§ Stated exercise
Can you copy the lines from the one that contains "Locate the olive" through the end of the material below, exactly and with nothing else?

§ Material for the task
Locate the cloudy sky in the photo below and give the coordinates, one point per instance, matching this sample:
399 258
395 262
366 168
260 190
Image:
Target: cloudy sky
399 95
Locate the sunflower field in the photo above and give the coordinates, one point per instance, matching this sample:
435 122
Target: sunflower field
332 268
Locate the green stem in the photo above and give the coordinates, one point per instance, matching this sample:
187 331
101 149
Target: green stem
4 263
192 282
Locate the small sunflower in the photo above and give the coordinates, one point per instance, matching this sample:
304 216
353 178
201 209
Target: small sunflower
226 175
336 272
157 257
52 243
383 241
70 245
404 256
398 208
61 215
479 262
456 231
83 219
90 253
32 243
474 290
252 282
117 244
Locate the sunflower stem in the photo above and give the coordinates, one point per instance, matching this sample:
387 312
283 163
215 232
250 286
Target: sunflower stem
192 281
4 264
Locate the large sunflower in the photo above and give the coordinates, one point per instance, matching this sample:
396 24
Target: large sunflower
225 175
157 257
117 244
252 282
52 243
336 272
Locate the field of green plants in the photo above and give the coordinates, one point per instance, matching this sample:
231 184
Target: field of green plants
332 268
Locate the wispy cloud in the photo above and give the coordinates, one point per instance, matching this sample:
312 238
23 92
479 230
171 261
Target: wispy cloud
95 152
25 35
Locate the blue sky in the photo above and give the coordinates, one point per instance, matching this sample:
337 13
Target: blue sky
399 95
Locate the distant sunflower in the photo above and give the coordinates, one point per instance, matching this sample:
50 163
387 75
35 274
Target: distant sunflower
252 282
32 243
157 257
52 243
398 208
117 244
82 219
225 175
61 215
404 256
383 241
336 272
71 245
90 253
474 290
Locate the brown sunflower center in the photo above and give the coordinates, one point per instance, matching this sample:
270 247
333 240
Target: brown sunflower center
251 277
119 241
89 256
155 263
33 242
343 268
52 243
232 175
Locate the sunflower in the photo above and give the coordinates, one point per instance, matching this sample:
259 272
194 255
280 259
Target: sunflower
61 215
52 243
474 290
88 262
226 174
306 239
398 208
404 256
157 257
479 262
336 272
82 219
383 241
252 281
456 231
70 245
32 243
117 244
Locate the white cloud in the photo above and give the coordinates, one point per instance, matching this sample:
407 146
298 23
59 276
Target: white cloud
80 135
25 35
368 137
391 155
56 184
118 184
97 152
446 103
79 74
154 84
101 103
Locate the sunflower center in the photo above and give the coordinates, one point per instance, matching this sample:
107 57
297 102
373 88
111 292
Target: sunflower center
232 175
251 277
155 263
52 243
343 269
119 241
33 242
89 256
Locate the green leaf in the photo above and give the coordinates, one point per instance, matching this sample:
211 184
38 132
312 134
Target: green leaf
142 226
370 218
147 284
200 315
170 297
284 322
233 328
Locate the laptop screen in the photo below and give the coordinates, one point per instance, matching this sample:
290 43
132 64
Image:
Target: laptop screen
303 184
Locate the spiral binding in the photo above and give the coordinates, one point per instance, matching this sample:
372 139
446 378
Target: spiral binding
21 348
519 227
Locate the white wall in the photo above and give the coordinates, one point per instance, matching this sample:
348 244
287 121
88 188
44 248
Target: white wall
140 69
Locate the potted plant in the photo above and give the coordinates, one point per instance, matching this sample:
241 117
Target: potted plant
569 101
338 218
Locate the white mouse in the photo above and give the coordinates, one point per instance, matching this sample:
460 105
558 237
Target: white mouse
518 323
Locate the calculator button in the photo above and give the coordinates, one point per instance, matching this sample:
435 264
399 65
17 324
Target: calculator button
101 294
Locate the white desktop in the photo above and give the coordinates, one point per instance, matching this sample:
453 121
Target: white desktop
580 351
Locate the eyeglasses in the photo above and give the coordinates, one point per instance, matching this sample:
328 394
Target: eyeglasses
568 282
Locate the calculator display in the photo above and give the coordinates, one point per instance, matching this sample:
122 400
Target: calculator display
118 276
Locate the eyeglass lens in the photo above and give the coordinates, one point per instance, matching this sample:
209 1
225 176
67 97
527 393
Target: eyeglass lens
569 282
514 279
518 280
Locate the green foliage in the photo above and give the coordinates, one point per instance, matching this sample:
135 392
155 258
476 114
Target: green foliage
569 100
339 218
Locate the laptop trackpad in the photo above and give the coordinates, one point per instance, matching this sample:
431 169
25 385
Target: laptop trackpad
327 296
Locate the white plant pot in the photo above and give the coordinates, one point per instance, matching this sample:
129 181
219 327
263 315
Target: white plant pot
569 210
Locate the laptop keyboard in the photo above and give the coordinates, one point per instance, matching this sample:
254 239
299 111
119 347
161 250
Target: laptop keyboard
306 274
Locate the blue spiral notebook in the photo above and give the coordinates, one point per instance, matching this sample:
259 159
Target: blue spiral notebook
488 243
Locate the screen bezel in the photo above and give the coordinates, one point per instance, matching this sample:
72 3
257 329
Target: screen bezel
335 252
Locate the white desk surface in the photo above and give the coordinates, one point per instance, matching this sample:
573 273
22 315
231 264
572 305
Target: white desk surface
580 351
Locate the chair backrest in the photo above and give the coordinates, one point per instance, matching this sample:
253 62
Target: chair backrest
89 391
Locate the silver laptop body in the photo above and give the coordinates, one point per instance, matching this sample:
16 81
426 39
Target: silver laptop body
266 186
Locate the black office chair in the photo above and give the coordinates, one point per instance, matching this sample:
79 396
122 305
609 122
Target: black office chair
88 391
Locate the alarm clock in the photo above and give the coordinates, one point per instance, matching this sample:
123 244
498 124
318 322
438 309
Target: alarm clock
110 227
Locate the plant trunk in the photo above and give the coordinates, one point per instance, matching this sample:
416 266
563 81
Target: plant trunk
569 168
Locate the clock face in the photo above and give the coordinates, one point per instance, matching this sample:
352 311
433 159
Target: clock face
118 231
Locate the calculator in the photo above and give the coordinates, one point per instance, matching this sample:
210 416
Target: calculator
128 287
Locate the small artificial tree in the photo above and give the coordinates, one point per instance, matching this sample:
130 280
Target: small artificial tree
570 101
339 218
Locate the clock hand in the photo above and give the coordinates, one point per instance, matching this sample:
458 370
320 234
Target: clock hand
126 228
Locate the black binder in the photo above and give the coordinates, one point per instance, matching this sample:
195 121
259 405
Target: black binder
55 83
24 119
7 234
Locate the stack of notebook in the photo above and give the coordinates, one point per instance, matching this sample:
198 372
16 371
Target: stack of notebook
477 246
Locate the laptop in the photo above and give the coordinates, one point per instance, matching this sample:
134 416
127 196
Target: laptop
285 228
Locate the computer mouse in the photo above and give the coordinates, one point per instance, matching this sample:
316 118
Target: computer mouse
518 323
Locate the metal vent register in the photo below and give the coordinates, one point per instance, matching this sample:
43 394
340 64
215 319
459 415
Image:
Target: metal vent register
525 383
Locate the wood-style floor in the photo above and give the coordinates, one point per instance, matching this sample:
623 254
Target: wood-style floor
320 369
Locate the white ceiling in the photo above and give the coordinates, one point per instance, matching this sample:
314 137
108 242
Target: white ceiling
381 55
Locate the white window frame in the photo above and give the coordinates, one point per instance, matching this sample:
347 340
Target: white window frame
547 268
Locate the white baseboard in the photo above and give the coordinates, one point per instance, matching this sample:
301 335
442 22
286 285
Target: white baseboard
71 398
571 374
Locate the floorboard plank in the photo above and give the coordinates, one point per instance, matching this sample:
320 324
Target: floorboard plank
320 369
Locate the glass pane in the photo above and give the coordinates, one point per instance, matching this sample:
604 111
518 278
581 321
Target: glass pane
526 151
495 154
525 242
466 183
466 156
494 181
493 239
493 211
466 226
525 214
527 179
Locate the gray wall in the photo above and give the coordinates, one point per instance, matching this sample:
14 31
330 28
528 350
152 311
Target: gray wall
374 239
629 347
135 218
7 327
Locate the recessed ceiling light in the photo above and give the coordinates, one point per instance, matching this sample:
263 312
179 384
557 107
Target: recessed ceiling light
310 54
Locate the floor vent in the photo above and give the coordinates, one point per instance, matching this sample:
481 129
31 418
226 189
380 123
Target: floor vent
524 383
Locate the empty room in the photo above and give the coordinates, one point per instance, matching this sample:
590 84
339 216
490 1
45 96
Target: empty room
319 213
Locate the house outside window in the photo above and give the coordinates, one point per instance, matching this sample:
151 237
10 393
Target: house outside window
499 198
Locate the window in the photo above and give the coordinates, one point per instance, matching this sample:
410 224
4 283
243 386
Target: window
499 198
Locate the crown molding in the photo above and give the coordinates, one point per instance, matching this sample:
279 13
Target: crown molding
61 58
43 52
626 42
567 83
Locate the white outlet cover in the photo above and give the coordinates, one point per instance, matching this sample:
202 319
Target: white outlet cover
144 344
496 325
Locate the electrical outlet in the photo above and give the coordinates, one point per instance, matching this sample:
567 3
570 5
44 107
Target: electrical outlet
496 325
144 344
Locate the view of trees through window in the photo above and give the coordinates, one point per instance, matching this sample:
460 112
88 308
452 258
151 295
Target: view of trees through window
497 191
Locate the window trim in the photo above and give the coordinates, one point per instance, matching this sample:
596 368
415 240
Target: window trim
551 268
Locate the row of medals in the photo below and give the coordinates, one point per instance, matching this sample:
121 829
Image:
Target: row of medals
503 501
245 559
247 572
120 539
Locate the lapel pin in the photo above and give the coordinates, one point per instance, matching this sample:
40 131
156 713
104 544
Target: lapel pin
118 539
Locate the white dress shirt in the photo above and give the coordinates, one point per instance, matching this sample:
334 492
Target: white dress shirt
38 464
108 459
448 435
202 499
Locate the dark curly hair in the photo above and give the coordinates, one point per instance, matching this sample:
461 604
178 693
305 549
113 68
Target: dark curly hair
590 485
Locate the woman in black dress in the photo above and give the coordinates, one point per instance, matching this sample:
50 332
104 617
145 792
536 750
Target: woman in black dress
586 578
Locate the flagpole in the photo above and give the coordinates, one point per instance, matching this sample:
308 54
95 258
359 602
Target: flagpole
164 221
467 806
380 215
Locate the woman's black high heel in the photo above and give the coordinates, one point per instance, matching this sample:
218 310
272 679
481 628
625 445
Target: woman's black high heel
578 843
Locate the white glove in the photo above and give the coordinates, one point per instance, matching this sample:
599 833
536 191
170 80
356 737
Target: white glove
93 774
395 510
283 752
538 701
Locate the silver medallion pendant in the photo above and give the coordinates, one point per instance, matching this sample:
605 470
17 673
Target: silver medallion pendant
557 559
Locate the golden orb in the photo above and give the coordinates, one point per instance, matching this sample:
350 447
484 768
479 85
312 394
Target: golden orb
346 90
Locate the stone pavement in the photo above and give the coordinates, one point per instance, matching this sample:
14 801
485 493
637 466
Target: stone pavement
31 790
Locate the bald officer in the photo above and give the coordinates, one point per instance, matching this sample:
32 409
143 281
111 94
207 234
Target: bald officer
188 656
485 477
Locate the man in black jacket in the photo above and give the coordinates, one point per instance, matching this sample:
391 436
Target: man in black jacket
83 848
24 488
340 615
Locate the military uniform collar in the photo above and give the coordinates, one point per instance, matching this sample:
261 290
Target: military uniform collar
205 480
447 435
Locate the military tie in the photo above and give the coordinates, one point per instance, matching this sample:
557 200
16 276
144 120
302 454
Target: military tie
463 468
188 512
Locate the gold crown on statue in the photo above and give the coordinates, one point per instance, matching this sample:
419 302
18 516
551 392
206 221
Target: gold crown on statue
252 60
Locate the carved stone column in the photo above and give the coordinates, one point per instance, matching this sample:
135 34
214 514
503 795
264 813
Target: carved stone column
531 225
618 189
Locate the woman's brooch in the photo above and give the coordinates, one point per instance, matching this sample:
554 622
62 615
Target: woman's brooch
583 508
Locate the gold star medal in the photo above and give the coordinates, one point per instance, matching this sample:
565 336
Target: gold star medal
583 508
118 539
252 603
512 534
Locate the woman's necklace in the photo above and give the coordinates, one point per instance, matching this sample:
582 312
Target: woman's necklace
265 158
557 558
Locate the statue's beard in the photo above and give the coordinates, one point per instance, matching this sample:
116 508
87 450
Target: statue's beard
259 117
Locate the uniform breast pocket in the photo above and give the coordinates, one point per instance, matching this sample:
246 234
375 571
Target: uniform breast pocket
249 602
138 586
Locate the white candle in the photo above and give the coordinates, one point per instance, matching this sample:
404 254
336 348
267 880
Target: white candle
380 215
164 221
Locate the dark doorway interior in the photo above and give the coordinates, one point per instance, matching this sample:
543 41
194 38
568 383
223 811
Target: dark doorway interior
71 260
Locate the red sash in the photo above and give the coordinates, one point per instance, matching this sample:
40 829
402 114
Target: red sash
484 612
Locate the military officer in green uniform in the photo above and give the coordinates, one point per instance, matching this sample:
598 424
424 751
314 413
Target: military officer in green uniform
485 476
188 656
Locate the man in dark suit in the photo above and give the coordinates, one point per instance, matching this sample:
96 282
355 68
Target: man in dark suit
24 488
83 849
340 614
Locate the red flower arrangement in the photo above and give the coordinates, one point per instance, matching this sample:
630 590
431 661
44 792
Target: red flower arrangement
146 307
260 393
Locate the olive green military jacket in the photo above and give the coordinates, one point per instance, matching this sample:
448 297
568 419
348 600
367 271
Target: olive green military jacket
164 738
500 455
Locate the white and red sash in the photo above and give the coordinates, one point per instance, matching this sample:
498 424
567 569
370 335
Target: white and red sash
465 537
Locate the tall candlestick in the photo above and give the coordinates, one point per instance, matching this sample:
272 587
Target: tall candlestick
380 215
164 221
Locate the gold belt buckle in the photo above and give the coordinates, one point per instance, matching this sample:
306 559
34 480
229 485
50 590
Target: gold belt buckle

§ Answer to the problem
Locate the olive green military jacket in the photo above and give the coordinates, one point per instance, matching this sample:
448 297
568 419
348 600
367 271
Target: olive green military jacket
164 738
500 455
Locate the white and red sash in the photo above and give the coordinates, one point per instance, matching this sample:
498 424
567 569
370 335
Target: white and red sash
465 537
Locate the tall candlestick in the photo above and give the coordinates, one point per instance, matching this sample:
272 587
Target: tall candlestick
380 215
164 221
Locate the gold belt buckle in the photo above and give the coordinates, one point per instance, matching this sample:
306 559
34 480
229 485
50 590
Target: gold belt buckle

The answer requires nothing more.